What is required - Starting at the line that contains "Where can the red" and ending at the last line of the rows below, output each line as a Markdown table with the columns Index and Line, skipping blank lines.

Data for this task -
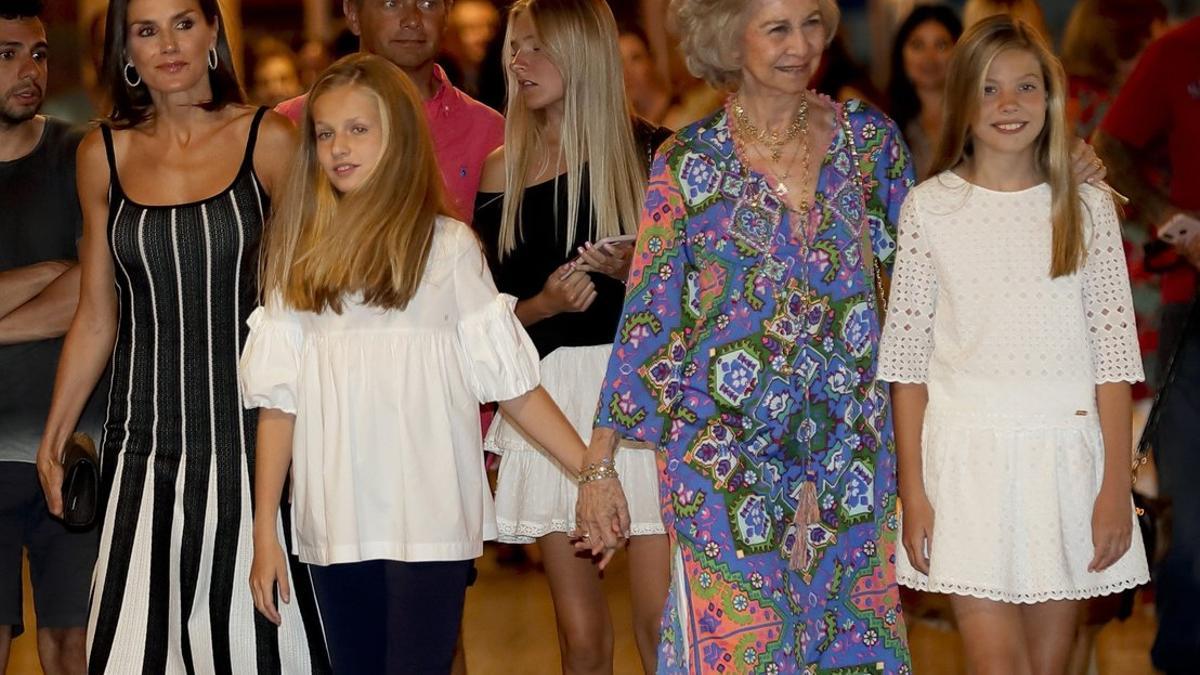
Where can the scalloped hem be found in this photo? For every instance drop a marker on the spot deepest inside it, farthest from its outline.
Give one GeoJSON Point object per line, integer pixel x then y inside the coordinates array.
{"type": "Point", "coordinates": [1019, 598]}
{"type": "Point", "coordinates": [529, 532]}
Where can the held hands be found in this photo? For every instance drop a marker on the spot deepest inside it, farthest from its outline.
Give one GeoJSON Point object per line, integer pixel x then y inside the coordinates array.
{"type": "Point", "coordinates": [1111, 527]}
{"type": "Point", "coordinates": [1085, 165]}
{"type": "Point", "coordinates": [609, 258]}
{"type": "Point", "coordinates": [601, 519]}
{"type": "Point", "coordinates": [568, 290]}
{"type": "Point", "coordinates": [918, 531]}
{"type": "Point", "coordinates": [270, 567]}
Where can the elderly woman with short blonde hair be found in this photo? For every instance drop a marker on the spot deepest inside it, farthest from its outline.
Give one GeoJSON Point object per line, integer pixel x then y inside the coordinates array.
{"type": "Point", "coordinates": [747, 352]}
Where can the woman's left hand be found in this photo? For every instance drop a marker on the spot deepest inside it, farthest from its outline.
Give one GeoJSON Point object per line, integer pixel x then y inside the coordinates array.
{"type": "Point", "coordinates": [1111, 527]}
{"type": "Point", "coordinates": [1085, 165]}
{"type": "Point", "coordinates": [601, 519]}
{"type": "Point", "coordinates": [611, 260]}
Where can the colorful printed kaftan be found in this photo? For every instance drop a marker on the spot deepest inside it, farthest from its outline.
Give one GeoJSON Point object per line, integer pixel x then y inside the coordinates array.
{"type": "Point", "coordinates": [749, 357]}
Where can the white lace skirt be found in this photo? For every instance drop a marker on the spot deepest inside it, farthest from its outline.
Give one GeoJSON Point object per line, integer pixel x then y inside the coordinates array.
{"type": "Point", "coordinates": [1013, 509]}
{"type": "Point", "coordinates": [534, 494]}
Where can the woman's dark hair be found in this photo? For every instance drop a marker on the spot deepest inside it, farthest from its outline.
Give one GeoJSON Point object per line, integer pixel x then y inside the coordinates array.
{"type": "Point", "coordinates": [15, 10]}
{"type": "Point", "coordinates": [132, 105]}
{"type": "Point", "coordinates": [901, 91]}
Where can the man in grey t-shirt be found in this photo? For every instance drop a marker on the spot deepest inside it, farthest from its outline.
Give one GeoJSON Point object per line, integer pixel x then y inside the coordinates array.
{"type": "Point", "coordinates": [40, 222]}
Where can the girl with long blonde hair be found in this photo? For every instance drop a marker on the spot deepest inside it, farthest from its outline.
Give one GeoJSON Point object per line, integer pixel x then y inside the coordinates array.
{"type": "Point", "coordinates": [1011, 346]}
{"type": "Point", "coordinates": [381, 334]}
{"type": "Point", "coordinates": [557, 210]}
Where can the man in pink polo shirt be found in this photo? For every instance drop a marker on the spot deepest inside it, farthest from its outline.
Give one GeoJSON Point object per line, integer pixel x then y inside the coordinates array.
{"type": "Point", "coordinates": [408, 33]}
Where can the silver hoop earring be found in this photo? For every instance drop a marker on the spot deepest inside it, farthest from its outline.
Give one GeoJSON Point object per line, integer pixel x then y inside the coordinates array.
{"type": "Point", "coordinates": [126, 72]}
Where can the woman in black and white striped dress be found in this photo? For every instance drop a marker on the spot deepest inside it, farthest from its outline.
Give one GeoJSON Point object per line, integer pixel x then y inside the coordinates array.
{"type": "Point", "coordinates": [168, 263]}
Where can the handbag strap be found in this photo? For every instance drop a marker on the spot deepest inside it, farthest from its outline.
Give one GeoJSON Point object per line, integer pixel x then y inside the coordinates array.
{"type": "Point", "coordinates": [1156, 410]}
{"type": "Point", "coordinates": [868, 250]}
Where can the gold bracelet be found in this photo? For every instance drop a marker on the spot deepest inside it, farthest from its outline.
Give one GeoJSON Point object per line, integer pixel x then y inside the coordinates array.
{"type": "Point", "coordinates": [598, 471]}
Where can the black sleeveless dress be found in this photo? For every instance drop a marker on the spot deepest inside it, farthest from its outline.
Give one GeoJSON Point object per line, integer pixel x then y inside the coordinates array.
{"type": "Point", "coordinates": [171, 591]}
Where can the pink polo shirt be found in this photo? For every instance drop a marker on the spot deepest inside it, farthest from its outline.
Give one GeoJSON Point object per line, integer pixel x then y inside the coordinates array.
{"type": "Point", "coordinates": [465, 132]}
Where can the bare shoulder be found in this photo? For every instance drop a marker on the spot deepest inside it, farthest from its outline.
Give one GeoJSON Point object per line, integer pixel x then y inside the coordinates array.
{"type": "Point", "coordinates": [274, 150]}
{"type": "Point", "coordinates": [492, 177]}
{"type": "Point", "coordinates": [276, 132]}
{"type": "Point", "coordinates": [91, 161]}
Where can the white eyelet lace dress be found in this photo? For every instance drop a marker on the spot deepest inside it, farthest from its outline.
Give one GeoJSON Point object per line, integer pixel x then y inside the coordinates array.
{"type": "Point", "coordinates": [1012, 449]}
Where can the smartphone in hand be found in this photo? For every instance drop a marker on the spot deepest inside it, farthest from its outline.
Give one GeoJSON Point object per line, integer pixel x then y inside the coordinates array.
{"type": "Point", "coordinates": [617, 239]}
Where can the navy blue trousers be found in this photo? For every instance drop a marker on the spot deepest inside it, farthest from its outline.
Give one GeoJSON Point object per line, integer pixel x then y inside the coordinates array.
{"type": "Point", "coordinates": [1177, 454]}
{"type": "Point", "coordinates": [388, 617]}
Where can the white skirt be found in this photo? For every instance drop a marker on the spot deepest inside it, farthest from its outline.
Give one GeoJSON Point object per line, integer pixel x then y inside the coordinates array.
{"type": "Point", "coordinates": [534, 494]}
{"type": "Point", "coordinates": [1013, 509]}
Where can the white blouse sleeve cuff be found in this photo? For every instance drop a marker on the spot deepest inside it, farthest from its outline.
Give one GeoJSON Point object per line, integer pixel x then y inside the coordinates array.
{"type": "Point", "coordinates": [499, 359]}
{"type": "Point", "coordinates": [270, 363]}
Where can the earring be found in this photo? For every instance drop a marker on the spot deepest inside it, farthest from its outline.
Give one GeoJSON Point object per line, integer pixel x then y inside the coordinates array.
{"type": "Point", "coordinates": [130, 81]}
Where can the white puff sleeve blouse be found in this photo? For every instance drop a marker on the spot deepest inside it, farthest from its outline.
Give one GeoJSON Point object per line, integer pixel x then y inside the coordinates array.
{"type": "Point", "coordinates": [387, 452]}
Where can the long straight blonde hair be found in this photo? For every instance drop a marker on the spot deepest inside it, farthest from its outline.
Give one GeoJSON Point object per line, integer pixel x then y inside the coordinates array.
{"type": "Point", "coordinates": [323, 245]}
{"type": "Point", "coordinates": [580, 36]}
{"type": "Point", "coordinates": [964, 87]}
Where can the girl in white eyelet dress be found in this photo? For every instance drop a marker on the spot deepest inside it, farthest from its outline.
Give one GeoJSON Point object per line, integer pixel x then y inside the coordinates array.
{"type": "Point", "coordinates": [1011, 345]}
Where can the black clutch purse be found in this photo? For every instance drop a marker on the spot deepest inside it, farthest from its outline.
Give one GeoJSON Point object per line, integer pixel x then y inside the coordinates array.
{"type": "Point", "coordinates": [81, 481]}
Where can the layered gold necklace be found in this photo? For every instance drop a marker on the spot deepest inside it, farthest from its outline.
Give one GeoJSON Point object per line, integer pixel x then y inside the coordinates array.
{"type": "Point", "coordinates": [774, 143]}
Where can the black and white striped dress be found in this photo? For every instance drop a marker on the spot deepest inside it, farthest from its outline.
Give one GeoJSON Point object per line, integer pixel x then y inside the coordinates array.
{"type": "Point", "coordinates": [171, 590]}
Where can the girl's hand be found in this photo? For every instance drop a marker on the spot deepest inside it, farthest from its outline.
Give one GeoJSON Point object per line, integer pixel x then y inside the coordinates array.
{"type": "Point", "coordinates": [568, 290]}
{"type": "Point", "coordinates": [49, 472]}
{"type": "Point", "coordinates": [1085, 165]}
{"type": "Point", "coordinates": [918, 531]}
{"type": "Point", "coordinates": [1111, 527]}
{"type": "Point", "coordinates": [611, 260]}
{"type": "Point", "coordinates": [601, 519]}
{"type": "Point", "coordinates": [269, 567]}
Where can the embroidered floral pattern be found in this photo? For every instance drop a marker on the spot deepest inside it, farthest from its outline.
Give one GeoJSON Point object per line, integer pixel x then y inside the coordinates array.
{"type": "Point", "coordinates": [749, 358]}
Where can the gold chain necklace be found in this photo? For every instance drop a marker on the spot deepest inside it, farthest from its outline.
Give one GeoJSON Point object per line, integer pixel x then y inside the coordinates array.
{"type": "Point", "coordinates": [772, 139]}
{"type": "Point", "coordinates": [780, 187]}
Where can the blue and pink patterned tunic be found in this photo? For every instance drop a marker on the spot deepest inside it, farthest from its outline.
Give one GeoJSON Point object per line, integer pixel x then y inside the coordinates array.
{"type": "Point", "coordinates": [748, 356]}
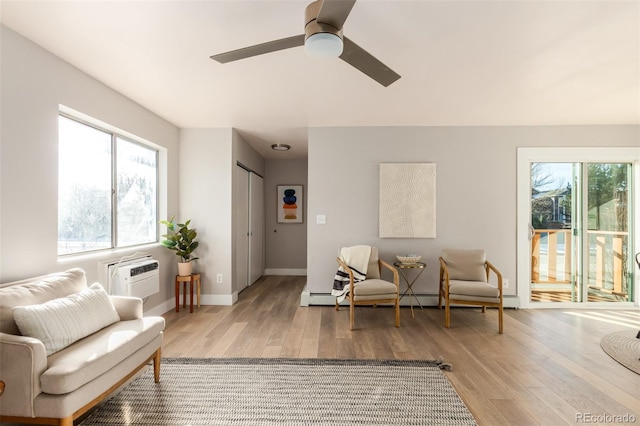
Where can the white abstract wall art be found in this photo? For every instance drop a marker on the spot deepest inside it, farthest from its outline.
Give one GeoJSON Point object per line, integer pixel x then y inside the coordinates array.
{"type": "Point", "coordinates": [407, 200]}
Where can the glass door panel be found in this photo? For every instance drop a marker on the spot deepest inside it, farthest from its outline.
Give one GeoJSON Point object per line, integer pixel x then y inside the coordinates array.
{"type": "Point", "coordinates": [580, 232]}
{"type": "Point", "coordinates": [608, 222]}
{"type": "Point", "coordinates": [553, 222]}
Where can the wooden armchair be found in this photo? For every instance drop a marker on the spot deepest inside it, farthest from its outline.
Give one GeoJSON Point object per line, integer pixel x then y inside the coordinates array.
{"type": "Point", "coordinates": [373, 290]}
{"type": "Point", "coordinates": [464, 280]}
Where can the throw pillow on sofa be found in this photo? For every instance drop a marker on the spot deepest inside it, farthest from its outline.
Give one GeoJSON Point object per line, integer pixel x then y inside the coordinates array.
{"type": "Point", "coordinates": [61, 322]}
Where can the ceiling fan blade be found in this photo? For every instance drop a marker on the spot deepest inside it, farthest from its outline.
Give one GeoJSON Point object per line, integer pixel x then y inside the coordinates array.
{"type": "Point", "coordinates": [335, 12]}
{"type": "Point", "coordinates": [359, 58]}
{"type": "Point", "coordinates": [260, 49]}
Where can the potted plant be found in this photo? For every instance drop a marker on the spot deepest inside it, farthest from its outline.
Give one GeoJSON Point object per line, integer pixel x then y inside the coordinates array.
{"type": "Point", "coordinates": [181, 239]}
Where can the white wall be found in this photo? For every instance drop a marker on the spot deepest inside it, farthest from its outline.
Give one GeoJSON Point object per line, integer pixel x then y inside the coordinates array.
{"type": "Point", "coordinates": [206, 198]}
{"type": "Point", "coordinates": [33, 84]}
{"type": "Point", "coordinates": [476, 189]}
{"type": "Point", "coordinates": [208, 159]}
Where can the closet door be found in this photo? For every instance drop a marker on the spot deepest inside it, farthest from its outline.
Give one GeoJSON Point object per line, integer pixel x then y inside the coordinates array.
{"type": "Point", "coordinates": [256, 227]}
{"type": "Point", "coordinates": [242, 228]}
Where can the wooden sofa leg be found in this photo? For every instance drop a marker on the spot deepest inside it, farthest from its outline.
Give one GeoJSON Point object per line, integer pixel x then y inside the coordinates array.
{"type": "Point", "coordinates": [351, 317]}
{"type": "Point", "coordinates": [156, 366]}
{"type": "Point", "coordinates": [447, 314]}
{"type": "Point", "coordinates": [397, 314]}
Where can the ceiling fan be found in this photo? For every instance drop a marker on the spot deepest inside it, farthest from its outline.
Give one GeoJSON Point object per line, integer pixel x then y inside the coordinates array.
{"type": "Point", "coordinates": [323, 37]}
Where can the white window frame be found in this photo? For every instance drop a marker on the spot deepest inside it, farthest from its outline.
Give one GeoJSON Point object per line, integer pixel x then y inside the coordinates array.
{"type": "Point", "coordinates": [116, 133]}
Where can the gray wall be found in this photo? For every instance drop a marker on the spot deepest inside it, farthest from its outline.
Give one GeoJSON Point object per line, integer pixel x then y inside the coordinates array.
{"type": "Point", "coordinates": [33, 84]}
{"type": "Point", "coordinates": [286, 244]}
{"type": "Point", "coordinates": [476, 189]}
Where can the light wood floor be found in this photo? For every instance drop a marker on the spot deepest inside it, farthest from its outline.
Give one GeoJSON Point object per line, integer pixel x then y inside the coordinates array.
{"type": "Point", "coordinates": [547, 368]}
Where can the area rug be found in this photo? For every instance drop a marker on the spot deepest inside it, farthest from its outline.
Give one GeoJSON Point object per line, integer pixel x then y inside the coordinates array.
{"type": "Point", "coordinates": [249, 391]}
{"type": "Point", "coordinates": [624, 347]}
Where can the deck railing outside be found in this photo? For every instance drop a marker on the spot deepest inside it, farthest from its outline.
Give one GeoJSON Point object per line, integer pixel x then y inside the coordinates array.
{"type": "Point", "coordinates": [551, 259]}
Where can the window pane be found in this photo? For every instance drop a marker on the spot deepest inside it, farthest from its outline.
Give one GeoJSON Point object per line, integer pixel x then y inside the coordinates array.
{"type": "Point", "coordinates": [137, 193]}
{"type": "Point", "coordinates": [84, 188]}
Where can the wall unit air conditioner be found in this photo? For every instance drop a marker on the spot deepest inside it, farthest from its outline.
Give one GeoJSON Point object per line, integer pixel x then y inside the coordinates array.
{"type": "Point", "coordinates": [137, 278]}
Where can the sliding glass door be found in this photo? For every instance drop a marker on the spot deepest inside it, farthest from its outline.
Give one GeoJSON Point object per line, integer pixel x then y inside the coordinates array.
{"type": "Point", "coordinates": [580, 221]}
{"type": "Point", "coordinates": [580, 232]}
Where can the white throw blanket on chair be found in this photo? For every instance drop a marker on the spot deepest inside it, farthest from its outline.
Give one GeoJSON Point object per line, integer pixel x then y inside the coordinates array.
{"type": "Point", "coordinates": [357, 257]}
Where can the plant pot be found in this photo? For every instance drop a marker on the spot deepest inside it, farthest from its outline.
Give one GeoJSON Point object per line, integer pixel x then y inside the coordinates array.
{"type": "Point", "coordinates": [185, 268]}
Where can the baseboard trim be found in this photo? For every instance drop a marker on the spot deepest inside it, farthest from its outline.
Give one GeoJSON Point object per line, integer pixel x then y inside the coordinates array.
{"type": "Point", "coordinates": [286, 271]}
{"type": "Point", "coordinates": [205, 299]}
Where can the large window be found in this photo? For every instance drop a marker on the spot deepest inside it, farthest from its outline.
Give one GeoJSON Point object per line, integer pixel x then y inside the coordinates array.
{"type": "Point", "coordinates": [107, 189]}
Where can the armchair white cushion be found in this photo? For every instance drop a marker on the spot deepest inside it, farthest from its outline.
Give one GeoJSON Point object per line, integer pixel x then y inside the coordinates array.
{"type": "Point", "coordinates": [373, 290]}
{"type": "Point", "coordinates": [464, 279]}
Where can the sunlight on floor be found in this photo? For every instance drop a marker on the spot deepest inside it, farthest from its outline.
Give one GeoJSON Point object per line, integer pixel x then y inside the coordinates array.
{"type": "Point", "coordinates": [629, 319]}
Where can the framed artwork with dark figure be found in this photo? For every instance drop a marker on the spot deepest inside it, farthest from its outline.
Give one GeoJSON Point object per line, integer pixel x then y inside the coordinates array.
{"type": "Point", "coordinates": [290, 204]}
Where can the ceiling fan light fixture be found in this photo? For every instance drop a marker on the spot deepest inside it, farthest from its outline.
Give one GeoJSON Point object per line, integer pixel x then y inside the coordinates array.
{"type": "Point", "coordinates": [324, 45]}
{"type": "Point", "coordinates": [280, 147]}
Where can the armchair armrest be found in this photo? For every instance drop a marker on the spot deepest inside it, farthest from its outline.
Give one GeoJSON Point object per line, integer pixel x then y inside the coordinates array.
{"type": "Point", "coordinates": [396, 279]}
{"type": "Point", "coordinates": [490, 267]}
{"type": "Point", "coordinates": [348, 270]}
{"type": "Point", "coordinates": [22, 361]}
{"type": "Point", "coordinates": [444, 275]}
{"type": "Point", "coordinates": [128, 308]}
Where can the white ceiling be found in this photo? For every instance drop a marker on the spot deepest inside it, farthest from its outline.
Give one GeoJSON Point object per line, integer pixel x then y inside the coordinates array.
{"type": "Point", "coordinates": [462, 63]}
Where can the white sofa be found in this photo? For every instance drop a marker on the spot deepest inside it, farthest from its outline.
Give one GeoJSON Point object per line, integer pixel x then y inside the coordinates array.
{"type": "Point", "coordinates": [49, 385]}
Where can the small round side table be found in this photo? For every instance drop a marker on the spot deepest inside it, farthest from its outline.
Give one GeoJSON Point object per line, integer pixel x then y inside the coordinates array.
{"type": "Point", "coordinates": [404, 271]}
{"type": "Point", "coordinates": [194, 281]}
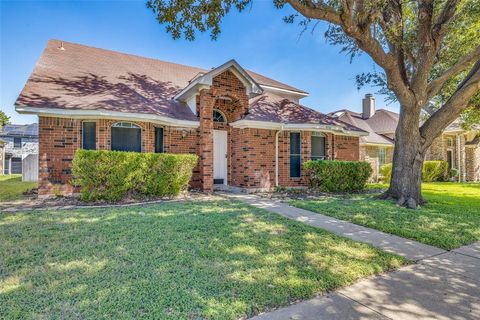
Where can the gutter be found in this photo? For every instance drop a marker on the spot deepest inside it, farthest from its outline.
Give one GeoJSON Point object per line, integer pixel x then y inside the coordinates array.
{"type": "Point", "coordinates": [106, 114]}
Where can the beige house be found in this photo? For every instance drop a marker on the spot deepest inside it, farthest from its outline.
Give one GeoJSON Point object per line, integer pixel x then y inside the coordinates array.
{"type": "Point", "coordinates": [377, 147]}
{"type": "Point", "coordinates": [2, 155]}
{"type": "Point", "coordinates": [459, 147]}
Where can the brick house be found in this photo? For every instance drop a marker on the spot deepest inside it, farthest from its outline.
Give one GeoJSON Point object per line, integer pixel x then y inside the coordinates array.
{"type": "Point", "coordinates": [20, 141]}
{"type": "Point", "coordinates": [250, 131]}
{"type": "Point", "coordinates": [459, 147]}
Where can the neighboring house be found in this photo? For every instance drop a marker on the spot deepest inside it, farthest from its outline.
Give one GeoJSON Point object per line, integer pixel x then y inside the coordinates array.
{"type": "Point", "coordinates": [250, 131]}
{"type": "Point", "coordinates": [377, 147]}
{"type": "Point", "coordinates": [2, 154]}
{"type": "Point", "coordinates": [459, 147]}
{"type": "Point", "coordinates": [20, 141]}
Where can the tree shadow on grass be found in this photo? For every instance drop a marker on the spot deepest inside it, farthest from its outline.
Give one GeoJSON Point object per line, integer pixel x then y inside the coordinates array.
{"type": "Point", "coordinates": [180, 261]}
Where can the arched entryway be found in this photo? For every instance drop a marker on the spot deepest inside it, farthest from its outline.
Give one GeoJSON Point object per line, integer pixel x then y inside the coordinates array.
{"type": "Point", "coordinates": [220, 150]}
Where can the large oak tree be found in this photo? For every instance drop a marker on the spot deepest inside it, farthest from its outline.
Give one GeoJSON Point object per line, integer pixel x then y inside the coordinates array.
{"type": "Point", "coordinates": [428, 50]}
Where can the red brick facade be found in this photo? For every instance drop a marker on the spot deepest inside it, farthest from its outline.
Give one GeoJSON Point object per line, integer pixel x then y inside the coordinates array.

Expected answer -
| Index | Line |
|---|---|
| 1 | Where can the red brick facade be found in this photo? For every instance drop a marker on the spot deepest inside it, farthest from its outline. |
| 2 | Give one GeoJSON Point object per line, integer pixel x then y inside the coordinates array. |